▸ **Parti dell'esercizio**:
1. Secondo il testo sul processo tra Depp e Heard, quale specialista porta Depp in tribunale e con quale incarico?
2. Nel testo sul processo tra Depp e Heard, riduci a un elenco puntato il paragrafo che comincia con "Uno dei punti più critici", mantenendo i fatti principali.
3. Prosegui il testo sul processo tra Depp e Heard, partendo subito dopo la sua ultima frase.

Lo schermo è un’arma assai tagliente, i due ex coniugi lo sanno entrambi molto bene e ne accettano vantaggi e svantaggi. Depp si sgrava dal peso di certe accuse diventando così il target numero uno dei sostenitori del Me Too, Heard d’altra parte perde il processo e un bel carico di credibilità ma diventa per molti un’eroina tragica, il volto della repressione misogina.
Uno dei punti più critici e delicati del processo è quello in cui si tirano in ballo i problemi psichiatrici di Heard. Depp fa il passo più lungo della gamba e porta in tribunale una psichiatra incaricata di offrire una diagnosi dell’ex moglie. Le parole della dottoressa sono importanti, forse le più importanti di tutto il processo, ma passano in secondo piano con una facilità disarmante. Che cos’è in fondo la malattia mentale? Cosa c’entra ora? E invece è il discrimine fondamentale, perché Johnny Depp e Amber Heard sono attori di fama mondiale e persone, divini e terreni allo stesso tempo, perché nessuno dei due ha una stabilità mentale che gli permette di avere completa credibilità. Mai come in questi casi la maschera dell’attore si rivela un’arma a doppio taglio: essere bravi a metterla non basta, bisogna anche saperla togliere.
Il processo raggiunge così un livello di stratificazione dei linguaggi impressionante: i fenomeni sociali e mediatici in ballo sono così tanti e così intrecciati tra loro che chi segue il processo è bombardato da ogni direzione. Prima di tutto c’è l’aspetto più naif e romantico, la fine di una grande storia d’amore, concretamente parliamo di un processo tra ex coniugi per diffamazione, solo che questi coniugi sono attori famosi in tutto il mondo e uno dei due (Johnny Depp) vuole che tutto il processo venga ripreso e reso pubblico. Poi c’è l’aspetto dei social e delle ramificazioni di questa grande macchina che è la produzione incessante di opinioni, analisi, reazioni, recensioni, riassunti, thread e via dicendo. Infine c’è la grande questione della costruzione di un’immagine (in questo caso ricostruzione da parte di Depp e quasi demolizione da parte di Amber Heard): lo star system si reinventa e invade i tribunali, lo spettatore è confuso ed eccitato al tempo stesso perché osserva il grande attore manifestare gli stessi atteggiamenti dei personaggi da lui interpretati.

▸ **Righe fornite**:
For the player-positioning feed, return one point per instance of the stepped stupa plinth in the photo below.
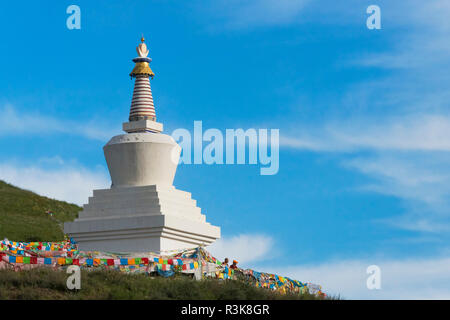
(142, 211)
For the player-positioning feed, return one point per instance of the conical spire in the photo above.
(142, 107)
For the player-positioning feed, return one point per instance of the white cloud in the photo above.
(13, 122)
(244, 248)
(420, 132)
(400, 279)
(406, 157)
(69, 183)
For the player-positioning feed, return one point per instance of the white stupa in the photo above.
(142, 211)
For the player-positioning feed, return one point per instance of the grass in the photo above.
(23, 215)
(45, 283)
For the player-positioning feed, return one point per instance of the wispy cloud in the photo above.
(420, 132)
(400, 279)
(62, 181)
(13, 122)
(405, 157)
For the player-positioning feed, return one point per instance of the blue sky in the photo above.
(363, 116)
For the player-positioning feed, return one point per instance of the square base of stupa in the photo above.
(141, 219)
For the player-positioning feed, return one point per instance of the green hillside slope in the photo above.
(24, 217)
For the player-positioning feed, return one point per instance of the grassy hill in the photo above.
(44, 283)
(24, 217)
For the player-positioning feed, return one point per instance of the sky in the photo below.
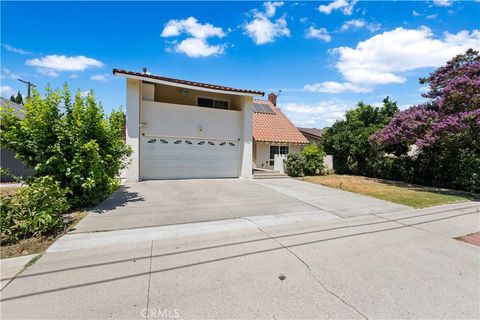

▸ **Elenco risposte**:
1. Una psichiatra, incaricata di offrire una diagnosi dell'ex moglie.

2.
- Uno dei punti più delicati del processo riguarda i problemi psichiatrici di Heard.
- Depp porta in tribunale una psichiatra perché offra una diagnosi dell'ex moglie.
- Le parole della dottoressa sono forse le più importanti del processo, ma passano in secondo piano con facilità.
- La malattia mentale è il discrimine fondamentale: Depp e Heard sono attori famosi e persone insieme, e nessuno dei due ha una stabilità mentale che gli dia completa credibilità.
- La maschera dell'attore si rivela un'arma a doppio taglio: bisogna saperla mettere e anche togliere.

3.
Quella di Depp sembra un’operazione di salvaguardia della propria immagine divistica ma soprattutto del suo fandom. Nella maggior parte dei casi le denunce del Me Too spezzano l’incantesimo dello star system, qui invece si vuole dare continuità al discorso sull’immagine di attore stravagante un po’ al limite legata a Depp. L’operazione sembra avere successo, a discapito di Heard che ne esce sconfitta e screditata ma con un forte appoggio da parte del Me Too. Tuttavia non si tratta più di stabilire chi è il vero vincitore tra i due, ma di rendersi conto del peso di questo processo all’interno dei fenomeni sociali e mediali e soprattutto di vedere in questa vicenda un nuovo strumento per lo star system, che in questo modo si riconferma il baluardo del cinema hollywoodiano.